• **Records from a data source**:
§

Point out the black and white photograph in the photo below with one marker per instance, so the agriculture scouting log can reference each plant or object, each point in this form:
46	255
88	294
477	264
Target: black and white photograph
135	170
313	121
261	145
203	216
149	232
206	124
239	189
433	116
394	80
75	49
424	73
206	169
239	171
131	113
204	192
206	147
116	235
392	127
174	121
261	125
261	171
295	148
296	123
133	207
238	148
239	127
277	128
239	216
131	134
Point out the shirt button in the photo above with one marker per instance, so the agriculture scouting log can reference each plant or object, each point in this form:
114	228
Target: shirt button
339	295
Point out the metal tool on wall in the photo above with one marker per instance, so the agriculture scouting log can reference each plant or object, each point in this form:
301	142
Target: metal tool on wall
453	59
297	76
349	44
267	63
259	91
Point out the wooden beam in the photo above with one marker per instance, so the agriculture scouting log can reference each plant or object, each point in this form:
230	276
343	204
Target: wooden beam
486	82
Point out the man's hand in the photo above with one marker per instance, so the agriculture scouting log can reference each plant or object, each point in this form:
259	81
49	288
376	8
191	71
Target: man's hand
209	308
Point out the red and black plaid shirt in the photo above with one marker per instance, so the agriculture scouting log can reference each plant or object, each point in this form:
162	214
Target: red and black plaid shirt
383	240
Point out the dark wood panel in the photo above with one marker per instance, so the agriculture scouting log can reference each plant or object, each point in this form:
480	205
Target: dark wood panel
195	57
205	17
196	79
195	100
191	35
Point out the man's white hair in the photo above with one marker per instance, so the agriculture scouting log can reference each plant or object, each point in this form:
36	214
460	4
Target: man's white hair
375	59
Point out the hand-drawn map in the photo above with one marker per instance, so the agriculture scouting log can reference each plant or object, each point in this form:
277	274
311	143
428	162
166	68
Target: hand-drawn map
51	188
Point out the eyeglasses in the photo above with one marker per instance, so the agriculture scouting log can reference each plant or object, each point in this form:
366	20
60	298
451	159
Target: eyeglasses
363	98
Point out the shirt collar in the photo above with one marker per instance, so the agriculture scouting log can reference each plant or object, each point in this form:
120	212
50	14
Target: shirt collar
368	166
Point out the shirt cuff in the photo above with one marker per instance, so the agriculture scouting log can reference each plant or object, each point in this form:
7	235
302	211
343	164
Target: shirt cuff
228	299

§

• **WHAT YOU SHOULD DO**:
Identify the lines above that contain the word "point", then copy them.

• **TASK RESULT**:
Point out the black and white photograph in the photo below with one marker per instance, so the agriculture scouting log can reference each plant or object, each point in this form:
Point out the shirt button in the photo above with one marker per instance, so the agriculture scouting log can reference each plant or object, each point in this form:
Point out the metal tool on wall in the photo above with one marker per instance, so the agriculture scouting log can reference each plant or object, each point in this form:
Point out the wooden beam in the photo above with one marker per instance, so the agriculture scouting log can reference each plant or object, each point in this form:
Point out the man's hand in the photo above with one marker per instance, so the agriculture scouting log can reference each plant or object, each point in this form:
Point out the red and black plaid shirt in the photo above with one marker per instance, so the agriculture scouting log can reference each plant or object, each point in this form:
Point out the dark wood panel in the photo above with one marker per instance, so the agriculture scouting log can reference each plant or object, each point in this form:
Point out the man's white hair in the photo above with one marker per instance, so the agriculture scouting log can reference each plant or object, each point in this form:
Point out the hand-drawn map in the photo above with one marker per instance, so the agriculture scouting log can reference each plant or object, each point in this form:
Point out the eyeglasses in the photo above with one marker per instance, so the agriculture scouting log can reference each plant or object, each point in this form:
Point out the shirt collar in the photo above with one marker per instance, so the agriculture scouting log can reference each plant or object, each point in this form:
Point out the shirt cuff in the photo above with one marker per instance, so the agriculture scouting log can reference each plant or object, each point in this form:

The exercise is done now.